====== Task material

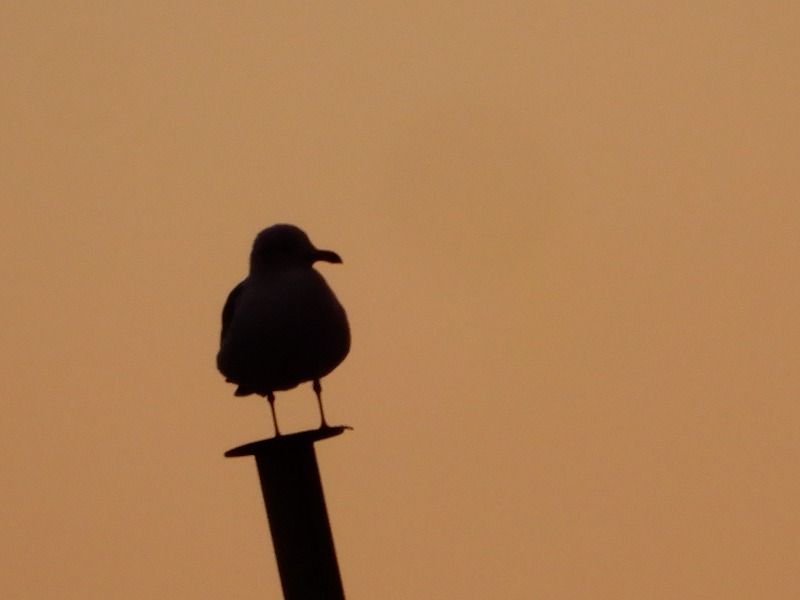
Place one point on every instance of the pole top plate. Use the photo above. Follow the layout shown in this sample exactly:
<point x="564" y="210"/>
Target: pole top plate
<point x="287" y="440"/>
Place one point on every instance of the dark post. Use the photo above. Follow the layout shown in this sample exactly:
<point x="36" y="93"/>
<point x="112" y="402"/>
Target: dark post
<point x="298" y="519"/>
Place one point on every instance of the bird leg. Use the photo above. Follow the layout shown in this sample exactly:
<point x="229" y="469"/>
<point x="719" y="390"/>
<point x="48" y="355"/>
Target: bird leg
<point x="271" y="399"/>
<point x="318" y="392"/>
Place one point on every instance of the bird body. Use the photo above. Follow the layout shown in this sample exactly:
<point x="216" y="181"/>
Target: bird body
<point x="282" y="325"/>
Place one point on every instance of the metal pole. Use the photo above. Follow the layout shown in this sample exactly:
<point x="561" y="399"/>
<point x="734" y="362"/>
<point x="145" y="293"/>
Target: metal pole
<point x="298" y="519"/>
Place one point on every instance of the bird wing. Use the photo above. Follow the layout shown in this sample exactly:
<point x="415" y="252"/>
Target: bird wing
<point x="230" y="308"/>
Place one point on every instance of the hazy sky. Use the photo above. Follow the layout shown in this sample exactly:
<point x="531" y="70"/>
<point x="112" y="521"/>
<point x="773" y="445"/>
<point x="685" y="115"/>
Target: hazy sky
<point x="570" y="243"/>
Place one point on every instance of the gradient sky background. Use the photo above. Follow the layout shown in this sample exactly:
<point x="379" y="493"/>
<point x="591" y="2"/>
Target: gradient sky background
<point x="570" y="242"/>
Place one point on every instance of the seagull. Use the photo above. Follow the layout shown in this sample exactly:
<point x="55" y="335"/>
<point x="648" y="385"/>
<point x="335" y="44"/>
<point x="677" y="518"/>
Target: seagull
<point x="282" y="325"/>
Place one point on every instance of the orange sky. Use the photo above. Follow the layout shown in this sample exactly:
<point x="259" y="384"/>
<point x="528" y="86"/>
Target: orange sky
<point x="570" y="242"/>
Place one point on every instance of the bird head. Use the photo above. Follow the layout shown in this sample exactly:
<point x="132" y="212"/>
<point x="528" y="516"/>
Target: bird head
<point x="287" y="246"/>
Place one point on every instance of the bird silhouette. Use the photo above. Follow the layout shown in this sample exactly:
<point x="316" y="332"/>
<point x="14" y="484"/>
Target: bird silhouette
<point x="282" y="325"/>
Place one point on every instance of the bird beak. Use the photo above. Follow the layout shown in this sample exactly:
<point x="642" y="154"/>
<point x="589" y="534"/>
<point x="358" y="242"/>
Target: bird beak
<point x="327" y="256"/>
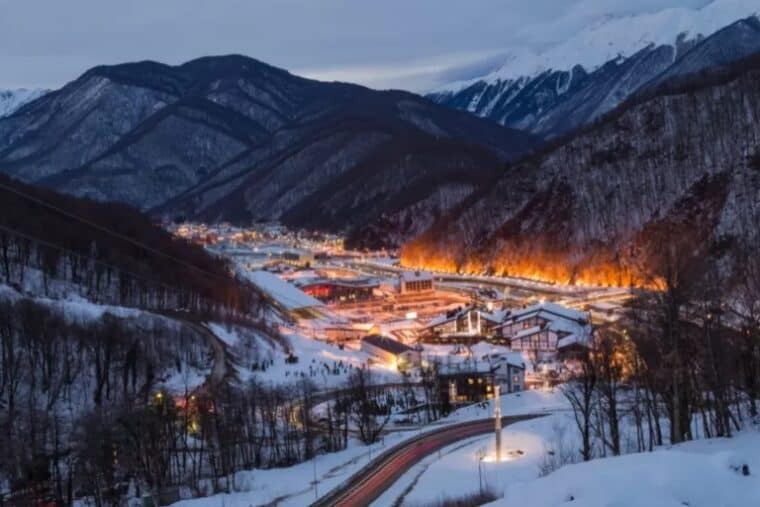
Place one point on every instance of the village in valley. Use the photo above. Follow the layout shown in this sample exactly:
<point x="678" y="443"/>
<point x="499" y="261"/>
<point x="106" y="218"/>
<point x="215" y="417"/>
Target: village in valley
<point x="473" y="332"/>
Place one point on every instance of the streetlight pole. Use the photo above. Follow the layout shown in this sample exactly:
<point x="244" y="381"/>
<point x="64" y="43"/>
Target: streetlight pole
<point x="497" y="420"/>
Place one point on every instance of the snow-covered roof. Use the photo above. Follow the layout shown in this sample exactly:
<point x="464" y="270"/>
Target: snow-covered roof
<point x="527" y="332"/>
<point x="285" y="294"/>
<point x="387" y="344"/>
<point x="415" y="276"/>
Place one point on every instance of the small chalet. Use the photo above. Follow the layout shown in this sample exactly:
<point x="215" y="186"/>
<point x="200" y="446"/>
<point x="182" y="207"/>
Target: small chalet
<point x="415" y="282"/>
<point x="391" y="352"/>
<point x="462" y="325"/>
<point x="509" y="371"/>
<point x="547" y="330"/>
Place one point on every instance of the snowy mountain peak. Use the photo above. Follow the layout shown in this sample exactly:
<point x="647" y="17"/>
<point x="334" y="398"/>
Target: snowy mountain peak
<point x="12" y="100"/>
<point x="610" y="37"/>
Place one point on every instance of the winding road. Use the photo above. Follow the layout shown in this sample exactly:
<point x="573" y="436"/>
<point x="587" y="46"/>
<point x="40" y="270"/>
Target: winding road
<point x="365" y="486"/>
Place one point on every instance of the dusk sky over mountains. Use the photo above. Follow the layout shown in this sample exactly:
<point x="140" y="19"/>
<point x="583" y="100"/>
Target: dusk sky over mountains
<point x="413" y="45"/>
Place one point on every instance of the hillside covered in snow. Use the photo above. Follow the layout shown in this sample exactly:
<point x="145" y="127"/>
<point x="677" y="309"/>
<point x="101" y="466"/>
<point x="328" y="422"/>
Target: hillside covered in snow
<point x="577" y="80"/>
<point x="12" y="100"/>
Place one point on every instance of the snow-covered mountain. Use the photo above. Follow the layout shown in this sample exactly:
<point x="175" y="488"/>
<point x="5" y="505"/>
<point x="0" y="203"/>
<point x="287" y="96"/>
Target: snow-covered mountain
<point x="12" y="100"/>
<point x="571" y="83"/>
<point x="676" y="166"/>
<point x="231" y="138"/>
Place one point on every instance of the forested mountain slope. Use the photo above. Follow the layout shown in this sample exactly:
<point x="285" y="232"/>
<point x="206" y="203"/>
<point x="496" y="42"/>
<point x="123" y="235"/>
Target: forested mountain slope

============

_Exercise goal_
Reproduce the listing above word for word, omitting the pictures.

_Exercise result_
Place one point on every instance of the pole top plate. Use the photo above. Follow the layout shown in this sample exactly:
<point x="564" y="210"/>
Target: pole top plate
<point x="287" y="440"/>
Place one point on every instance of the dark post. Use the photo above. Follow the layout shown in this sample exactly:
<point x="36" y="93"/>
<point x="112" y="402"/>
Target: dark post
<point x="298" y="519"/>
Place one point on every instance of the bird leg. Use the photo above. Follow the layout shown in this sample exactly:
<point x="229" y="469"/>
<point x="719" y="390"/>
<point x="48" y="355"/>
Target: bird leg
<point x="271" y="399"/>
<point x="318" y="392"/>
Place one point on every instance of the bird body. Use the photo above. Follow the layout shown in this sample exactly:
<point x="216" y="181"/>
Target: bird body
<point x="282" y="325"/>
Place one point on every instance of the metal pole. Use the photo above. Follow the layout shown in this sample exactly:
<point x="561" y="399"/>
<point x="734" y="362"/>
<point x="145" y="293"/>
Target: metal pole
<point x="298" y="519"/>
Place one point on every instance of the bird wing. Use the photo above. Follow the layout shown in this sample exactly:
<point x="415" y="252"/>
Target: bird wing
<point x="230" y="308"/>
Place one point on every instance of the hazy sky. Use the photo above. Follow the layout shown in this sample exactly:
<point x="531" y="70"/>
<point x="112" y="521"/>
<point x="773" y="445"/>
<point x="685" y="115"/>
Target: hazy sky
<point x="570" y="243"/>
Place one point on every instance of the gradient sky background. Use the photo above. Follow the layout shown in this sample exactly:
<point x="379" y="493"/>
<point x="591" y="2"/>
Target: gradient sky background
<point x="570" y="242"/>
Place one point on every instance of the seagull. Use the photo above. Follow the layout shown in this sample exactly:
<point x="55" y="335"/>
<point x="648" y="385"/>
<point x="335" y="44"/>
<point x="677" y="518"/>
Target: seagull
<point x="282" y="325"/>
Place one point on every instance of the orange sky. Use the photo above. Follow the layout shown in this sample exactly:
<point x="259" y="384"/>
<point x="528" y="86"/>
Target: orange sky
<point x="570" y="242"/>
Place one point on every instance of the bird head. Use the photo above. Follow the layout shown in this sample exactly:
<point x="132" y="212"/>
<point x="528" y="516"/>
Target: bird head
<point x="287" y="246"/>
Place one point on every instance of the bird silhouette. Use the photo above. Follow the layout shown in this sample exactly:
<point x="316" y="332"/>
<point x="14" y="484"/>
Target: bird silhouette
<point x="282" y="325"/>
Place one point on every instance of the bird beak. Use the photo above. Follow the layout shown in this sample exactly:
<point x="642" y="154"/>
<point x="589" y="534"/>
<point x="358" y="242"/>
Target: bird beak
<point x="327" y="256"/>
Place one point on every instance of the village in valley. Use the photo above. Follow the layout shown in this sample exactly:
<point x="678" y="443"/>
<point x="499" y="261"/>
<point x="106" y="218"/>
<point x="215" y="417"/>
Target: village in valley
<point x="473" y="332"/>
Place one point on every instance of the streetlight pole. Use the photo above. Follow the layout shown in this sample exactly:
<point x="244" y="381"/>
<point x="64" y="43"/>
Target: streetlight pole
<point x="497" y="420"/>
Place one point on every instance of the snow-covered roof. Use the photo above. Follow the layout shown in this sample exactly:
<point x="464" y="270"/>
Target: snow-covered roof
<point x="527" y="332"/>
<point x="285" y="294"/>
<point x="387" y="344"/>
<point x="415" y="276"/>
Place one point on every instance of the small chalet. Use the photo above. Follow the layout shown in this sample exactly:
<point x="215" y="186"/>
<point x="200" y="446"/>
<point x="182" y="207"/>
Target: small chalet
<point x="415" y="282"/>
<point x="391" y="352"/>
<point x="462" y="325"/>
<point x="509" y="371"/>
<point x="547" y="330"/>
Place one point on every instance of the snowy mountain peak. Use the photo above. Follow the layout shown in this sample exactly:
<point x="647" y="17"/>
<point x="334" y="398"/>
Target: snowy mountain peak
<point x="12" y="100"/>
<point x="610" y="37"/>
Place one point on every instance of the winding road. Use the photo above. Follow the layout shown in this sample exactly:
<point x="573" y="436"/>
<point x="587" y="46"/>
<point x="40" y="270"/>
Target: winding road
<point x="365" y="486"/>
Place one point on every instance of the dusk sky over mountains. Use the photo above. Follow the layout shown in this sample exactly:
<point x="140" y="19"/>
<point x="583" y="100"/>
Target: dusk sky over mountains
<point x="413" y="45"/>
Place one point on every instance of the hillside covered in snow. Use the photo above. Follow the layout shown in this sample exactly:
<point x="145" y="127"/>
<point x="677" y="309"/>
<point x="101" y="466"/>
<point x="328" y="422"/>
Target: hillside covered in snow
<point x="577" y="80"/>
<point x="12" y="100"/>
Place one point on every instance of the snow-covered mountain. Use the photo above. Follow the layout shown in this sample exactly:
<point x="175" y="488"/>
<point x="5" y="505"/>
<point x="0" y="203"/>
<point x="287" y="96"/>
Target: snow-covered mountain
<point x="12" y="100"/>
<point x="571" y="83"/>
<point x="676" y="166"/>
<point x="231" y="138"/>
Place one point on every instance of the forested mountain slope. Use the photo above. Follow the layout shown in this sample exactly:
<point x="285" y="232"/>
<point x="206" y="203"/>
<point x="496" y="42"/>
<point x="123" y="235"/>
Target: forested mountain slope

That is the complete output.